Hukum

Jenny Claudya: “Jika Sudah Menyangkut Dana Pendidikan Dan Hak Anak, Tidak Boleh Ada Kompromi. Hukum Harus Hadir Untuk Memberikan Kepastian Dan Keadilan!

Jeny Claudya Lumowa,Ketua Umum Tim Reaksi Cepat Perlindungan Perempuan dan Anak Indonesia (TRCPPA).

Jakarta,- Ketua Umum Tim Reaksi Cepat Perlindungan Perempuan dan Anak Indonesia (TRCPPA), Jeny Claudya Lumowa, menerima laporan resmi dari sejumlah orang tua murid terkait dugaan penggelapan dana komite sekolah di Sekolah Anak Berkebutuhan Khusus di Kabupaten Sidoarjo.

Laporan tersebut berkaitan dengan pengelolaan keuangan komite sekolah periode Juli hingga Oktober 2024 yang saat itu dipercayakan kepada bendahara lama berinisial B.I. Dugaan penyimpangan mencuat setelah ditemukan berbagai ketidaksesuaian antara data pemasukan dan pengakuan bendahara.

Salah satu orang tua murid sekaligus anggota komite, B.P mengungkapkan bahwa B.I. dinilai tidak kooperatif ketika diajak menyamakan persepsi dan membuka data keuangan komite. Padahal, dana komite bersumber dari delapan jenis pemasukan, yakni partisipasi wali murid tahun ajaran 2024–2025, tunggakan lama, serah terima dari bendahara sebelumnya B.E., setoran Pokja SD, Pokja SMP, Pokja SMA, sumbangan P.R. (guru musik sekolah), serta sumbangan kegiatan Agustusan.

Seluruh dana dari delapan sumber tersebut diketahui berada dalam penguasaan B.I. selama periode Juli–Oktober 2024. Namun, dalam proses klarifikasi, ditemukan sejumlah kejanggalan. Di antaranya, sebagian pemasukan transfer dari wali murid melalui rekening koran BCA tidak diakui, setoran Pokja dianggap tidak sah karena tidak memiliki tanda tangan bendahara, adanya perbedaan tanda tangan pada dokumen keuangan, serta sumbangan dari P.R. yang tidak diakui meskipun telah diserahkan secara langsung dan disaksikan oleh perwakilan Pokja serta beberapa guru.

:: Tugas Anda ::
Tuliskan lanjutan berita di atas tentang dugaan penggelapan dana komite sekolah di Sidoarjo, dimulai tepat setelah kalimat terakhirnya.

:: Entri Data ::
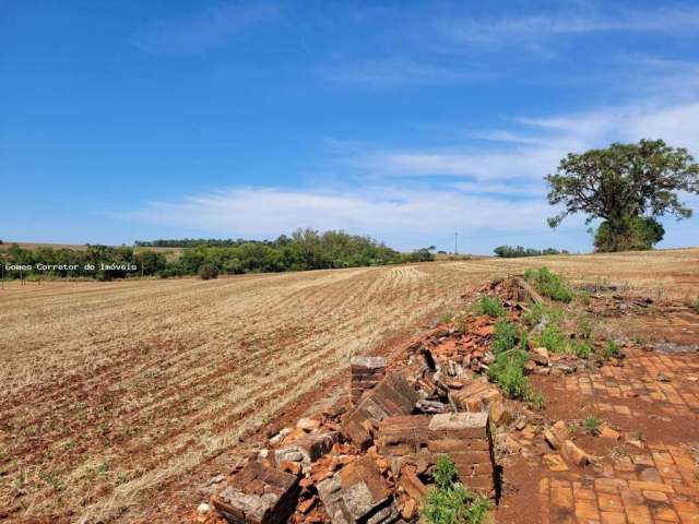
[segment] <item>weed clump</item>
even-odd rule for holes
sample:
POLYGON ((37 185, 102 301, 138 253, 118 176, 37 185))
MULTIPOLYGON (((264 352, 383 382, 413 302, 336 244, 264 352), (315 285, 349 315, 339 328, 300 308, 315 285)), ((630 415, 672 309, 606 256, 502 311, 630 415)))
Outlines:
POLYGON ((614 341, 607 341, 601 355, 603 358, 618 358, 621 355, 621 347, 614 341))
POLYGON ((497 298, 483 296, 476 303, 476 313, 499 318, 505 317, 505 308, 497 298))
POLYGON ((429 489, 422 513, 430 524, 482 524, 490 507, 488 499, 476 497, 457 481, 453 461, 441 455, 433 473, 437 487, 429 489))
POLYGON ((560 331, 558 325, 549 323, 546 327, 534 336, 536 346, 545 347, 553 353, 566 353, 568 337, 560 331))
POLYGON ((570 341, 568 344, 568 353, 587 360, 590 358, 590 354, 592 354, 592 344, 588 340, 570 341))
POLYGON ((534 284, 543 295, 554 300, 570 302, 573 298, 573 293, 568 284, 546 266, 540 270, 526 270, 524 278, 534 284))
POLYGON ((517 325, 513 322, 501 319, 495 324, 495 337, 493 340, 493 352, 498 355, 509 352, 517 344, 517 325))
POLYGON ((593 437, 600 434, 600 427, 602 426, 602 422, 597 417, 590 415, 582 421, 582 425, 593 437))
POLYGON ((532 309, 524 313, 524 315, 522 317, 522 322, 524 322, 524 325, 526 325, 528 327, 534 327, 536 324, 541 323, 543 318, 544 306, 542 306, 541 303, 535 303, 534 306, 532 306, 532 309))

:: Jawaban Latihan ::
Permasalahan ini semakin kompleks ketika pada awal November 2024, B.I. secara tiba-tiba mengundurkan diri tanpa melakukan serah terima administrasi maupun dana komite. Sebelumnya, polemik keuangan tersebut sempat berujung pada pelaporan ke Polsek Gedangan oleh pihak lain berinisial B.Z. terkait dugaan pencemaran nama baik saat persoalan keuangan dibahas dalam forum rapat. Bahkan, tim kuasa hukum B.Z. juga sempat mendatangi pihak sekolah untuk meminta klarifikasi.

Berdasarkan catatan internal komite, total estimasi pemasukan dari delapan sumber dana tersebut mencapai sekitar Rp52.000.000. Namun, dana yang diakui oleh pihak terkait hanya sebesar Rp3.000.000, itupun belum dikurangi pengeluaran.

Upaya mediasi sempat dilakukan pada 11 Desember 2025 dengan menghadirkan Lembaga Bantuan Hukum (LBH) atas inisiatif K., selaku ketua komite. Namun, mediasi tersebut dinilai tidak menyeluruh karena hanya melibatkan sebagian pihak. Dalam kesempatan itu, B.I. sempat menyampaikan niat untuk mengembalikan dana sebesar Rp20.000.000 tanpa didasarkan pada pembukaan data keuangan secara rinci.
Setelah dimusyawarahkan bersama wali murid pada 24 Desember 2025, tawaran tersebut ditolak, karena dinilai jauh dari nilai saldo yang tercatat dan tidak mencerminkan transparansi maupun pertanggungjawaban.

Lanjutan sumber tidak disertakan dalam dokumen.